REQUIRED WORK | Please find every line of the listing below where "clicks" occurs and copy it.

RECORDED INFORMATION |
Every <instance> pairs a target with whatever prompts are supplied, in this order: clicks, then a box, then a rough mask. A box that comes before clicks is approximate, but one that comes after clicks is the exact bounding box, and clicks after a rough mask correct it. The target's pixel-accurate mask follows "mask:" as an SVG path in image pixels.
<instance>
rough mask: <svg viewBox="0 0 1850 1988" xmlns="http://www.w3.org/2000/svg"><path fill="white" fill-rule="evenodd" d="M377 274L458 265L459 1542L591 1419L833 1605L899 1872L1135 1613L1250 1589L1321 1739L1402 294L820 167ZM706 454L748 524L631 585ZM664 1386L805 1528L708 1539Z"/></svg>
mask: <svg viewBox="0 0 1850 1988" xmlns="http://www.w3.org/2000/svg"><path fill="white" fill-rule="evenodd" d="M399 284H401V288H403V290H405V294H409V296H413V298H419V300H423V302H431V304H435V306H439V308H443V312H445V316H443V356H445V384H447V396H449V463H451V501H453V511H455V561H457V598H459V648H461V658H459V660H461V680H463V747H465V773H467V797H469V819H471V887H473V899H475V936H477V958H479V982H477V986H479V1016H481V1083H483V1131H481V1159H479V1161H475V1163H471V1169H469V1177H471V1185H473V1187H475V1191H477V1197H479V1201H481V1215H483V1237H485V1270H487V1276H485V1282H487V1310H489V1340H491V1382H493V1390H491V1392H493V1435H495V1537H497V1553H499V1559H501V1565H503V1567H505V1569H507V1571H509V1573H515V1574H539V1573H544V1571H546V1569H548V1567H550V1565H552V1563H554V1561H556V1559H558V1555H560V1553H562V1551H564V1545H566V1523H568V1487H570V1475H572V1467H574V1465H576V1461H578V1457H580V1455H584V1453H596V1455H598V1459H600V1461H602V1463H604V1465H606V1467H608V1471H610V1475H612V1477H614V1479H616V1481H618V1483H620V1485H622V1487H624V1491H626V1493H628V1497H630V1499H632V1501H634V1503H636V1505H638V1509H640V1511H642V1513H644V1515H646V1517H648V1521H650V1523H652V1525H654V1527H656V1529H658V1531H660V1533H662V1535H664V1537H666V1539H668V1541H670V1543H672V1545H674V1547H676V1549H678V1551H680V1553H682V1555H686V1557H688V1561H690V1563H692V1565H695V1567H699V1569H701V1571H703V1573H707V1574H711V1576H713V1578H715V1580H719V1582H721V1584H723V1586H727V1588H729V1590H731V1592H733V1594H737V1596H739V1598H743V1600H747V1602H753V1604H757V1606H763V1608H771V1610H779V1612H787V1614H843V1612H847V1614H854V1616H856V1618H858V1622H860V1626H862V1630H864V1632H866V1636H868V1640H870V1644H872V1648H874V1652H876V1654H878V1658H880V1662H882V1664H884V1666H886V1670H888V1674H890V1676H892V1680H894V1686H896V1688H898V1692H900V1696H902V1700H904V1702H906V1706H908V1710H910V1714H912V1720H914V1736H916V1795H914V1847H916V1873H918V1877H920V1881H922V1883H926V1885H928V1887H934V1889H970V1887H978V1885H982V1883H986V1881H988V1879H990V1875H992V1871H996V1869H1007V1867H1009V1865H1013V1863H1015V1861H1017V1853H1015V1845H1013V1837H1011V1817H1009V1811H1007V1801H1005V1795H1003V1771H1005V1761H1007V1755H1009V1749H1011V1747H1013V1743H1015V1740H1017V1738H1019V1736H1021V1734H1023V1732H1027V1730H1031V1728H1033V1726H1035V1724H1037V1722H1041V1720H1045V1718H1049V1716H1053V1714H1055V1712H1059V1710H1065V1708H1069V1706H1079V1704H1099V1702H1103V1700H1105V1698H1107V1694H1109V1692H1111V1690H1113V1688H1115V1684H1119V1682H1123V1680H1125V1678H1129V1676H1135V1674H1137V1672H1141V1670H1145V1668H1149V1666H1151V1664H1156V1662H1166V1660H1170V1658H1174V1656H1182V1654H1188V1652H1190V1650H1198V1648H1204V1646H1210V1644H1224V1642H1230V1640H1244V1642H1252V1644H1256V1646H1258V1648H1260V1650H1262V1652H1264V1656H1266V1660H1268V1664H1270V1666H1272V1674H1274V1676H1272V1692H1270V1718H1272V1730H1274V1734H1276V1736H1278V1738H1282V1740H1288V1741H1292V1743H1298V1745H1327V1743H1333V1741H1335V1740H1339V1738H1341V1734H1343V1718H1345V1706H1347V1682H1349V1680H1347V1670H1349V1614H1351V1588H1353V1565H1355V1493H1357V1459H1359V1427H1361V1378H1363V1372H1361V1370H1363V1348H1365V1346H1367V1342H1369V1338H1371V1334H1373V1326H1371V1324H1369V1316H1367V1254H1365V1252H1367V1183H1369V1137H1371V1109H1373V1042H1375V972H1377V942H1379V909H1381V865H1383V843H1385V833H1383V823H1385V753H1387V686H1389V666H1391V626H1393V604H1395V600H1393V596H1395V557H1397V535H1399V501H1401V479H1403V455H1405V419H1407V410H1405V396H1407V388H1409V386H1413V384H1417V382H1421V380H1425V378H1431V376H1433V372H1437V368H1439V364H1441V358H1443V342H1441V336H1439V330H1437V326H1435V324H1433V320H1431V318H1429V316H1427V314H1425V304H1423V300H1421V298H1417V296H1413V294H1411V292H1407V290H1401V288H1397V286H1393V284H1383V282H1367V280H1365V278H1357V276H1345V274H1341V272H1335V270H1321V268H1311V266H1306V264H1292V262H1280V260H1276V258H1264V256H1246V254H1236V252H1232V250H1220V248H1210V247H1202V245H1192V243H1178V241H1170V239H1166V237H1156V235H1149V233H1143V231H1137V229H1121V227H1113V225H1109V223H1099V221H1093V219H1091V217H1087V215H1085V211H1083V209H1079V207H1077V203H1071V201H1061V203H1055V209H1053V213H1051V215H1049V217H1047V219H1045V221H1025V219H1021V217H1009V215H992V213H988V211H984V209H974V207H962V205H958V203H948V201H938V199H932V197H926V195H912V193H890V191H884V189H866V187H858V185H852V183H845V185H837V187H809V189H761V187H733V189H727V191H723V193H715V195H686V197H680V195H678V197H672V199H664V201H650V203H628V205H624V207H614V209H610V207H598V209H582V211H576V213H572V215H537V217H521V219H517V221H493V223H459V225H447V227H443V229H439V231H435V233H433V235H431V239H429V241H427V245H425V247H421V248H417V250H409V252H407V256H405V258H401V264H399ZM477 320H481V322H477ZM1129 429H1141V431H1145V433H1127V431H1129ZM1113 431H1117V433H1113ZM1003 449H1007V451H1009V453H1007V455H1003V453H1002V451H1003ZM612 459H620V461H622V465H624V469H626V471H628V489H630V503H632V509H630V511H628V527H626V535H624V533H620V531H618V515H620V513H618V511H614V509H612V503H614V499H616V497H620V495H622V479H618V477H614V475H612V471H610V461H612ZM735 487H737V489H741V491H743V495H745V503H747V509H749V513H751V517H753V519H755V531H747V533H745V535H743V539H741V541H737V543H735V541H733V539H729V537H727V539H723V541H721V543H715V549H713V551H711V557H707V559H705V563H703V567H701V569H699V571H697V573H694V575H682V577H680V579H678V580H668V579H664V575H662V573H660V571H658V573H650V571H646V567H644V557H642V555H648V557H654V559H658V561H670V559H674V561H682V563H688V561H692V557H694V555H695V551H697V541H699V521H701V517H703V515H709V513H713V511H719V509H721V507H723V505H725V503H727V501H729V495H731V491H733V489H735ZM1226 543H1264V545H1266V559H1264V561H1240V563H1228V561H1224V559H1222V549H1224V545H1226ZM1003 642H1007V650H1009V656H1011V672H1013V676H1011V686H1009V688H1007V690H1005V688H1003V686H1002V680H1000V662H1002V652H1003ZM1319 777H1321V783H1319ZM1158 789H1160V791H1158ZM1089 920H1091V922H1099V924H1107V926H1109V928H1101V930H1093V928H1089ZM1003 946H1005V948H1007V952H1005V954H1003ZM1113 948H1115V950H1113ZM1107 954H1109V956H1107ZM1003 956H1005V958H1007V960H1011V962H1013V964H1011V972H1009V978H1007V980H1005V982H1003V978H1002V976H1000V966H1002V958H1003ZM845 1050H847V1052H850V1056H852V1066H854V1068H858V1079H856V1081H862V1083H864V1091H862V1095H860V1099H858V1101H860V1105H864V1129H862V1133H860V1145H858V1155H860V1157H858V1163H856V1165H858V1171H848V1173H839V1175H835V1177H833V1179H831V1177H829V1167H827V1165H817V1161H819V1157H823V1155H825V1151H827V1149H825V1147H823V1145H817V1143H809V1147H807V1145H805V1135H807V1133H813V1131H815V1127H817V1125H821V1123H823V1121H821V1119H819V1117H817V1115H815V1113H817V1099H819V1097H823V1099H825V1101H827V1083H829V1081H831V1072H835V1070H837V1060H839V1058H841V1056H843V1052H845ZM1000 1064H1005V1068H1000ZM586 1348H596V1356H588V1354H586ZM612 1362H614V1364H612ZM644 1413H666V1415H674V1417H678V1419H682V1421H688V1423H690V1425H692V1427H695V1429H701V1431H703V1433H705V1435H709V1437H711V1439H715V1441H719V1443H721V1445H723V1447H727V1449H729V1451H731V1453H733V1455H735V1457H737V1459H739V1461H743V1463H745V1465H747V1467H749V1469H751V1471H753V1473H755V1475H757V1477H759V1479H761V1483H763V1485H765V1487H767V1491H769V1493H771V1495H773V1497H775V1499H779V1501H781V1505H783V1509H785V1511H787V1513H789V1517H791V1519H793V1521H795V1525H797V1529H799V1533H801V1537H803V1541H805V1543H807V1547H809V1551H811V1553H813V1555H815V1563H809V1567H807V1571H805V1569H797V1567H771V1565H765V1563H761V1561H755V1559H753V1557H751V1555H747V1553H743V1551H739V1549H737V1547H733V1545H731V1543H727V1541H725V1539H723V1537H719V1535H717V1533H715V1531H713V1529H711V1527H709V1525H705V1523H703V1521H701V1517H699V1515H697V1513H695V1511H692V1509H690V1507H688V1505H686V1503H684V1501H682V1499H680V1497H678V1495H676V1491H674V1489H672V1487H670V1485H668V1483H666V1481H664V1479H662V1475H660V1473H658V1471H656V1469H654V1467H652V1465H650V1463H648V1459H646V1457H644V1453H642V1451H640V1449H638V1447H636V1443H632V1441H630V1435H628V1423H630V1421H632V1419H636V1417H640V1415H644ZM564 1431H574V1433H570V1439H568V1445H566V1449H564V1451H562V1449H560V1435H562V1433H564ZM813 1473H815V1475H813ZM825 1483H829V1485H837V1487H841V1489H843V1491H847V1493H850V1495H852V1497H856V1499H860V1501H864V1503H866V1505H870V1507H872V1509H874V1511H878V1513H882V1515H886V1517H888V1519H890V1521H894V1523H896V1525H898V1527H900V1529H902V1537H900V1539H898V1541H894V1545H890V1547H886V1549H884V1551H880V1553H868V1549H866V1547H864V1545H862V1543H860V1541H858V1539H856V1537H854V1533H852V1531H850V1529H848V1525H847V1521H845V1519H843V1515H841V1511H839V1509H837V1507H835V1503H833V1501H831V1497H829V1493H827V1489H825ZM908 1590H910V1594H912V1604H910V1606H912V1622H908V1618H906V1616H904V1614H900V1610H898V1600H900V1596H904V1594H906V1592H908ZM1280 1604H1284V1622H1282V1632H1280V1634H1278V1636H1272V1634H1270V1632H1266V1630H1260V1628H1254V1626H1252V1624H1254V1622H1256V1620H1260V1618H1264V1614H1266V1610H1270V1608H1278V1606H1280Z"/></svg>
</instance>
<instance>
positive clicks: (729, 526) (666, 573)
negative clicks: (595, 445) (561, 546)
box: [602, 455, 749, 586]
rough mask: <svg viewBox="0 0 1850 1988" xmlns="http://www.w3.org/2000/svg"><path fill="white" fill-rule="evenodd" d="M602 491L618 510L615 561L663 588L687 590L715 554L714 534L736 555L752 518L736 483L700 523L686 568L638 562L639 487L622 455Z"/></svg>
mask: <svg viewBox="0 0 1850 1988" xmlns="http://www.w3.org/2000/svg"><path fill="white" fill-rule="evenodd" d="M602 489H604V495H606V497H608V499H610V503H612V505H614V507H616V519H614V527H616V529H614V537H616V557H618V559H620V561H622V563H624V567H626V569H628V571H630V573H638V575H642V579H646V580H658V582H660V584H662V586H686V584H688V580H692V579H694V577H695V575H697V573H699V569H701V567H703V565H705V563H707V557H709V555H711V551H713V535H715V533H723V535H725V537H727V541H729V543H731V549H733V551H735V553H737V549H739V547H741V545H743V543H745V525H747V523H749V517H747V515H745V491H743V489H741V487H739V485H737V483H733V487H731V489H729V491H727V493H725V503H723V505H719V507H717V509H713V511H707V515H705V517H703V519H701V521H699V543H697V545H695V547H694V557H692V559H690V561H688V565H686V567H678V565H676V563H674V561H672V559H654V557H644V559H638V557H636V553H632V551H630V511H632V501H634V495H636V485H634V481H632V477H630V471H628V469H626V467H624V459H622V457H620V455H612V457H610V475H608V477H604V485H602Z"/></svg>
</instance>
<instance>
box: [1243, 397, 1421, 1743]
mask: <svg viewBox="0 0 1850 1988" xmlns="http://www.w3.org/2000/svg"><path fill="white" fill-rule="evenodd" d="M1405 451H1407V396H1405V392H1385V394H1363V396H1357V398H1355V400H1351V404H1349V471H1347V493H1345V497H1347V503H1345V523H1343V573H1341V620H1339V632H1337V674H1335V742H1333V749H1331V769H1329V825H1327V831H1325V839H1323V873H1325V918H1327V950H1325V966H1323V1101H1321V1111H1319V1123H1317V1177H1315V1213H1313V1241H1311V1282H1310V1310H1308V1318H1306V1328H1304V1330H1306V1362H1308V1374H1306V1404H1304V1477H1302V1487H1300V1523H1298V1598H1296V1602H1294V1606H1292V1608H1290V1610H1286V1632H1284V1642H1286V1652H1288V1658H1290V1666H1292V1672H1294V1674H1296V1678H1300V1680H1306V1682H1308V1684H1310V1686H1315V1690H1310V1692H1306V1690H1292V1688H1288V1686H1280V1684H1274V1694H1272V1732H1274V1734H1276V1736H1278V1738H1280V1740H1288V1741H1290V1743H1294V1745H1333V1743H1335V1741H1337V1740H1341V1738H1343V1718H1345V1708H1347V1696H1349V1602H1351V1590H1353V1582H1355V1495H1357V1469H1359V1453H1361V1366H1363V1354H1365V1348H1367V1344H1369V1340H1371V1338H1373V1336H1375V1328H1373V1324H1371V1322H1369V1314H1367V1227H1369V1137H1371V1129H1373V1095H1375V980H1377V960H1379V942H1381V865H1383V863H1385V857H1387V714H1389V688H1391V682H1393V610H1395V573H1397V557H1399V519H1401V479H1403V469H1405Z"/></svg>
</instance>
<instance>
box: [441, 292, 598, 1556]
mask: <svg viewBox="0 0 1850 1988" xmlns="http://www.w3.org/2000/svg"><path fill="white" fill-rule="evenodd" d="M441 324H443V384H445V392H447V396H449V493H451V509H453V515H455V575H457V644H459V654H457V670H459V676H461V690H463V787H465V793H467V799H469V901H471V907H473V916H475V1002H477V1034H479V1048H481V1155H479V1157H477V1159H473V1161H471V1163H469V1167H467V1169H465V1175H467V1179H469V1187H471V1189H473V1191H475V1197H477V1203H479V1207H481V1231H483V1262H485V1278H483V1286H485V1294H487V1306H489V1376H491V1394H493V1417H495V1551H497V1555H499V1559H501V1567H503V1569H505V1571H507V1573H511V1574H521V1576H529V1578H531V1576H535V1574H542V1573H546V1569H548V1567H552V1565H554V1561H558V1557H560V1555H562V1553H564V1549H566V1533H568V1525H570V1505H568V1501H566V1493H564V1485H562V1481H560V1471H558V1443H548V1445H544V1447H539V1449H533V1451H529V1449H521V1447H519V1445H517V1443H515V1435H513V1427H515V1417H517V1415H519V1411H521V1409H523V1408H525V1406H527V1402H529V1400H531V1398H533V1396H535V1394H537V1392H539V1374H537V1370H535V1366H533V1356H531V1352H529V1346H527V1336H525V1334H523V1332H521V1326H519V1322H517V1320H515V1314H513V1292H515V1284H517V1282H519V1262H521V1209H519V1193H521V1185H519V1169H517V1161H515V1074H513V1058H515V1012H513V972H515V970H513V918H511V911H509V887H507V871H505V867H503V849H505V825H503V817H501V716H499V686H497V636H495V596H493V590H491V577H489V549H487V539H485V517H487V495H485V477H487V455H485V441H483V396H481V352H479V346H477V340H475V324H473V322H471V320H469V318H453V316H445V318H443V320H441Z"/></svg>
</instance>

FINISHED TASK |
Every <instance> pairs a target with whatever prompts are supplied, in this order: clicks, then a box, then a rough mask. A box that comes before clicks is approximate, but one that comes after clicks is the exact bounding box, and clicks after a rough mask correct it. The target's pixel-accurate mask follows "mask:" as an SVG path in image pixels.
positive clicks: (729, 526) (666, 573)
negative clicks: (595, 445) (561, 546)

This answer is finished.